Fragmento de página:
-.-.-

Vengo de una familia que abrevó del machismo, como era común a finales de los cuarenta, cuando mi madre y padre crecieron. Mi padre, con fortuna, se salió algo del molde familiar que aprendió, donde el hombre era el eje indudable de toda familia, el proveedor y todo —sobre todas las mujeres— estaban a su servicio. Tuvieron a dos hijas —mi hermana y yo— a quienes educaron en la libertad absoluta y también en la responsabilidad.

Fue gracias al periodismo y a amigas en común que comencé a escuchar y conocer de feminismo, que era una palabra mal vista en mi familia, por prejuicios. Como si las feministas fueran antihombres, marimachas y, claro, nada femeninas.

Varias amigas fueron las que en principio me abrieron los ojos a otras realidades. La más cercana a mi corazón fue Cecilia Loría. También Martha Lamas, Patricia Mercado, Cecilia Soto, Marcela Lagarde. Hoy tengo más que son mis amigas; disfruto de su inteligencia y claridad. Las hay de mi edad, mayores y también mucho más jóvenes.

-.-.-

Requisitos de tarea:
#1 Copia del fragmento sobre feminismo el pasaje que comienza con "Vengo de una" y continúa hasta "claro, nada femeninas.".
#2 Según el fragmento sobre feminismo, ¿qué amiga fue la más cercana al corazón de quien narra?
#3 ¿Concuerdan con el fragmento sobre feminismo estas afirmaciones? Responde sí o no a cada una y cita las palabras del fragmento que lo deciden.
(a) Los padres de quien narra tuvieron dos hijas.
(b) En la familia de quien narra, "feminismo" era una palabra bien vista.
(c) Todas las amigas que hoy tiene quien narra son de su misma edad.

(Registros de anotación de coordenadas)
-.-.-

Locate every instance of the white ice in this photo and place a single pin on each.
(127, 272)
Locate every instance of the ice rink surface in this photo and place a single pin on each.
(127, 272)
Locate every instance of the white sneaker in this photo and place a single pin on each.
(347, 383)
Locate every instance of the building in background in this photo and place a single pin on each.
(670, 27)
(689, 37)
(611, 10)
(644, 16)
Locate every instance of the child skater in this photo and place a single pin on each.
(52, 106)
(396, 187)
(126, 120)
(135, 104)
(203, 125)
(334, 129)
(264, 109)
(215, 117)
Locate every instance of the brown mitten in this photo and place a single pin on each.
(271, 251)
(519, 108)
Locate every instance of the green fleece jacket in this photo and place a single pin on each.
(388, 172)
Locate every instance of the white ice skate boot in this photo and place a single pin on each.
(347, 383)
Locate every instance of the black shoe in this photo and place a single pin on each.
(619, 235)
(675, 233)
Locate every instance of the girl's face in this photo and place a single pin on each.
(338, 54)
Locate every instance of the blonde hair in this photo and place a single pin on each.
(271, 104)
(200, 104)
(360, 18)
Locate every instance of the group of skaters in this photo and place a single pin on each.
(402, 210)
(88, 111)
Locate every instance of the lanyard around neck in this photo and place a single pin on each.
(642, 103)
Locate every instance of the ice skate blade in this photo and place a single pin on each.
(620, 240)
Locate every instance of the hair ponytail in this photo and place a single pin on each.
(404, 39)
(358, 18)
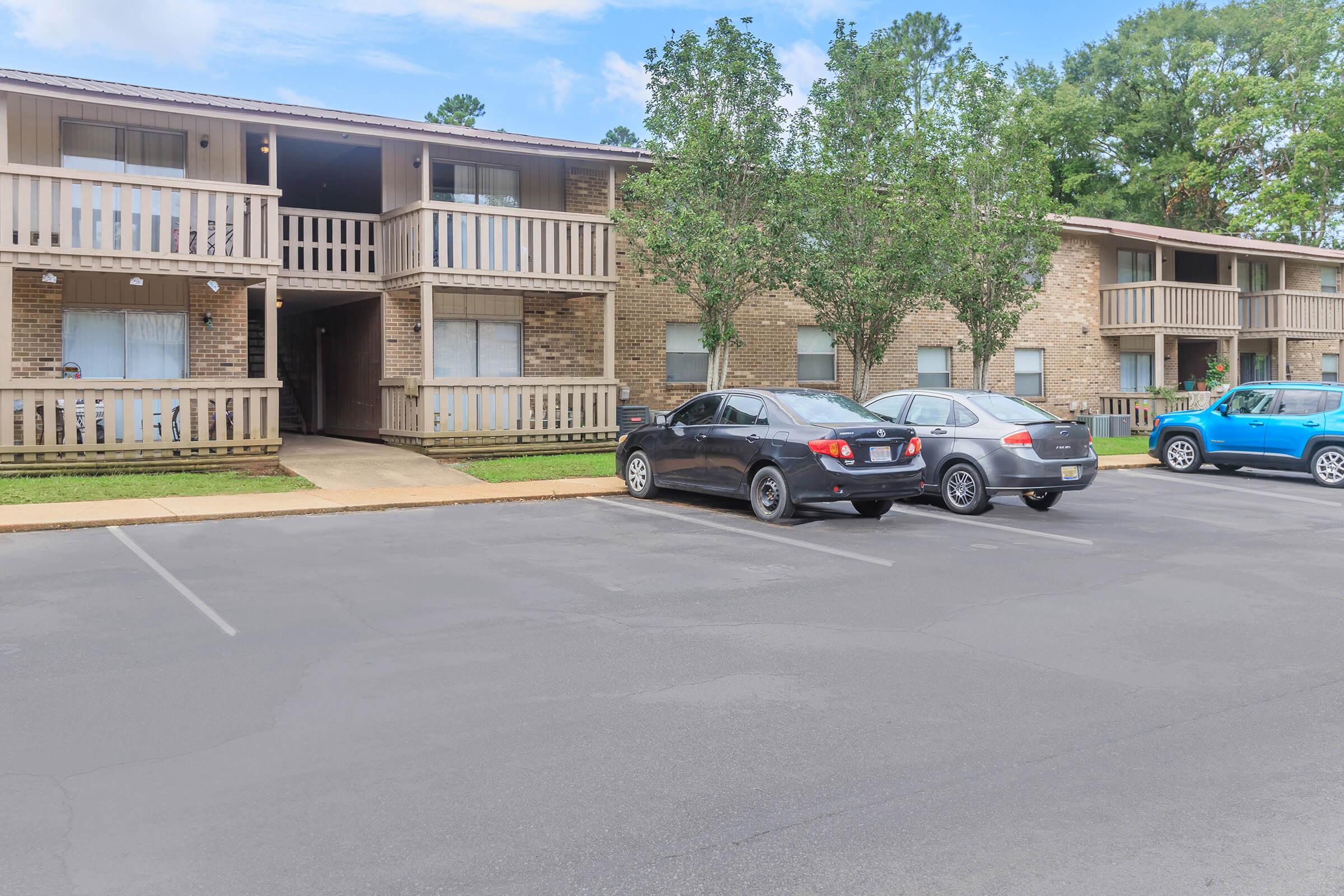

-.-.-

Soluciones por tarea:
#1
Vengo de una familia que abrevó del machismo, como era común a finales de los cuarenta, cuando mi madre y padre crecieron. Mi padre, con fortuna, se salió algo del molde familiar que aprendió, donde el hombre era el eje indudable de toda familia, el proveedor y todo —sobre todas las mujeres— estaban a su servicio. Tuvieron a dos hijas —mi hermana y yo— a quienes educaron en la libertad absoluta y también en la responsabilidad.

Fue gracias al periodismo y a amigas en común que comencé a escuchar y conocer de feminismo, que era una palabra mal vista en mi familia, por prejuicios. Como si las feministas fueran antihombres, marimachas y, claro, nada femeninas.

#2 Cecilia Loría.

#3
(a) Sí: "Tuvieron a dos hijas —mi hermana y yo—".
(b) No: "que era una palabra mal vista en mi familia, por prejuicios".
(c) No: "Las hay de mi edad, mayores y también mucho más jóvenes."